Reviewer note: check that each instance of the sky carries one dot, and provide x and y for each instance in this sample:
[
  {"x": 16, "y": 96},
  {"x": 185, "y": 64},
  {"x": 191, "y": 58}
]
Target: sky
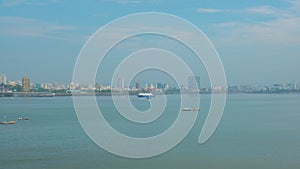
[{"x": 258, "y": 41}]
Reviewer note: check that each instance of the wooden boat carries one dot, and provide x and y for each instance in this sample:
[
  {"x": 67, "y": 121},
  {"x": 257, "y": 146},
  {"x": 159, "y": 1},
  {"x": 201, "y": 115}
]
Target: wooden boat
[{"x": 7, "y": 122}]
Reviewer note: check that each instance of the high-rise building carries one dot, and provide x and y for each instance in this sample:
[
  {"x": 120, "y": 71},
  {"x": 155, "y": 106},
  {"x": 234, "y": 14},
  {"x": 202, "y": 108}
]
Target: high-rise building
[
  {"x": 3, "y": 79},
  {"x": 194, "y": 83},
  {"x": 121, "y": 83},
  {"x": 26, "y": 84},
  {"x": 159, "y": 85},
  {"x": 138, "y": 85}
]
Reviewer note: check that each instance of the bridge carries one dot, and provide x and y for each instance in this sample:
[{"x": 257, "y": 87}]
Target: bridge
[{"x": 26, "y": 94}]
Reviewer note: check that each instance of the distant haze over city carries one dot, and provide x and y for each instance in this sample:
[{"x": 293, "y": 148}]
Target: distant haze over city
[{"x": 258, "y": 41}]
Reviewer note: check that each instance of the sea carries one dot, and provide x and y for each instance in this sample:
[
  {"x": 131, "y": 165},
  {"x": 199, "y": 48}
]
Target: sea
[{"x": 256, "y": 131}]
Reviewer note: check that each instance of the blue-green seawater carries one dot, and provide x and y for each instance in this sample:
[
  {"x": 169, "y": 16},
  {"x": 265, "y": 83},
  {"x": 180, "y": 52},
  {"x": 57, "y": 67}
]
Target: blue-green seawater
[{"x": 256, "y": 131}]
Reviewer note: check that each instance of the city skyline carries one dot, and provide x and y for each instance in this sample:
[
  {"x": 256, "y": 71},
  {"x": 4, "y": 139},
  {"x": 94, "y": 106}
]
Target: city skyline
[{"x": 258, "y": 41}]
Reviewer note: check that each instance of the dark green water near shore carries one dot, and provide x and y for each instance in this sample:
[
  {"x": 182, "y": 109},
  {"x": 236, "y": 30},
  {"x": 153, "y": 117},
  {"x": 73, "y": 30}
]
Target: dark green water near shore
[{"x": 256, "y": 131}]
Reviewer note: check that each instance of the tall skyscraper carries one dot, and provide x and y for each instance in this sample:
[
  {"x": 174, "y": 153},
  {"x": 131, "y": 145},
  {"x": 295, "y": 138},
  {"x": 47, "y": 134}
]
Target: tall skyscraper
[
  {"x": 194, "y": 83},
  {"x": 138, "y": 85},
  {"x": 26, "y": 84},
  {"x": 3, "y": 79},
  {"x": 121, "y": 83}
]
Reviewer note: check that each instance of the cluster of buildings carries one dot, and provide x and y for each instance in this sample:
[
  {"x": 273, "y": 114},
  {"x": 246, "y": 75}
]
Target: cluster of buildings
[{"x": 193, "y": 85}]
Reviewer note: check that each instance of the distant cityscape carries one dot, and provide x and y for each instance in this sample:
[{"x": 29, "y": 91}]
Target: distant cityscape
[{"x": 24, "y": 87}]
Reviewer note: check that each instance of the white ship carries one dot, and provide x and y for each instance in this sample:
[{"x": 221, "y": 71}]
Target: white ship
[{"x": 146, "y": 95}]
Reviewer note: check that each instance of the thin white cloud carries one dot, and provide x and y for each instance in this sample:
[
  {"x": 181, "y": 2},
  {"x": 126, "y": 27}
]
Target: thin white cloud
[
  {"x": 267, "y": 10},
  {"x": 11, "y": 3},
  {"x": 209, "y": 10},
  {"x": 22, "y": 27}
]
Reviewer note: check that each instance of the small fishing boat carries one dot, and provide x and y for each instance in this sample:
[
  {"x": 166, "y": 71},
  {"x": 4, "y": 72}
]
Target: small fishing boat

..............................

TASK GOAL | Please copy out every row above word for word, leaving out the pictures.

FINAL RESULT |
Reviewer note: check that each instance of the sky carries one dot, and provide x and y for each instance in this sample:
[
  {"x": 16, "y": 96},
  {"x": 185, "y": 64},
  {"x": 191, "y": 58}
]
Target: sky
[{"x": 258, "y": 41}]
Reviewer note: check that each instance of the wooden boat carries one dot, and provide x and y for each instance in this sample:
[
  {"x": 67, "y": 121},
  {"x": 257, "y": 146},
  {"x": 159, "y": 1},
  {"x": 201, "y": 115}
]
Target: wooden boat
[{"x": 7, "y": 122}]
Reviewer note: check that each instance of the high-rise building carries one dot, and provide x and y for each instance in this sample:
[
  {"x": 120, "y": 71},
  {"x": 155, "y": 106},
  {"x": 234, "y": 14},
  {"x": 202, "y": 108}
]
Target: high-rise building
[
  {"x": 3, "y": 79},
  {"x": 194, "y": 83},
  {"x": 121, "y": 83},
  {"x": 26, "y": 84},
  {"x": 159, "y": 85},
  {"x": 138, "y": 85}
]
Reviewer note: check that each instance of the bridge carries one dot, and provide x and y for each instance in this sample:
[{"x": 257, "y": 87}]
Target: bridge
[{"x": 26, "y": 94}]
Reviewer note: check that each instance of the distant haze over city carries one dot, and provide x and y for each instance in this sample:
[{"x": 293, "y": 148}]
Target: distant haze over city
[{"x": 258, "y": 41}]
Reviewer note: check that each instance of the sea carries one dot, and provide x and y for each instance in this sample:
[
  {"x": 131, "y": 165},
  {"x": 199, "y": 48}
]
Target: sea
[{"x": 256, "y": 131}]
Reviewer note: check that each instance of the blue-green seawater carries one dot, and provide x and y for each instance in this sample:
[
  {"x": 169, "y": 16},
  {"x": 265, "y": 83},
  {"x": 180, "y": 52},
  {"x": 57, "y": 67}
]
Target: blue-green seawater
[{"x": 256, "y": 131}]
Reviewer note: check that each instance of the city skyline carries one dot, and provide x and y for each instance in this sample:
[
  {"x": 256, "y": 71},
  {"x": 4, "y": 139},
  {"x": 94, "y": 106}
]
Target: city skyline
[{"x": 258, "y": 41}]
Reviewer note: check that each instance of the dark green water near shore carries one dot, and provide x and y for each instance in this sample:
[
  {"x": 182, "y": 109},
  {"x": 236, "y": 30},
  {"x": 153, "y": 117},
  {"x": 73, "y": 30}
]
Target: dark green water near shore
[{"x": 256, "y": 131}]
Reviewer note: check that each instance of the tall skyscraper carries one dot, and provide x and y for each instance in this sample:
[
  {"x": 174, "y": 153},
  {"x": 131, "y": 145},
  {"x": 295, "y": 138},
  {"x": 47, "y": 134}
]
Target: tall skyscraper
[
  {"x": 194, "y": 83},
  {"x": 138, "y": 85},
  {"x": 26, "y": 84},
  {"x": 3, "y": 79},
  {"x": 121, "y": 83}
]
Reviewer note: check that each instance of the cluster of buildings carries one dot, and provide x and y for each instance in this sample:
[
  {"x": 273, "y": 114},
  {"x": 246, "y": 75}
]
Target: cluster of buildings
[{"x": 193, "y": 85}]
Reviewer note: check that each instance of the distant cityscape carries one dot, and provide x and y for each instance in this sample:
[{"x": 29, "y": 91}]
Target: distant cityscape
[{"x": 24, "y": 87}]
Reviewer note: check that each instance of the white ship carries one dot, and provide x and y for each instance in this sample:
[{"x": 221, "y": 71}]
Target: white ship
[{"x": 146, "y": 95}]
Reviewer note: check that each instance of the thin white cloud carries one dot, and provide x and y for each instance in this sample:
[
  {"x": 181, "y": 2},
  {"x": 126, "y": 27}
]
Target: thin white cloud
[
  {"x": 267, "y": 10},
  {"x": 11, "y": 3},
  {"x": 209, "y": 10},
  {"x": 22, "y": 27}
]
Reviewer note: check that each instance of the small fishing boat carries one dot, and provide x and y for each instance in this sample:
[
  {"x": 166, "y": 71},
  {"x": 4, "y": 72}
]
Target: small fishing boat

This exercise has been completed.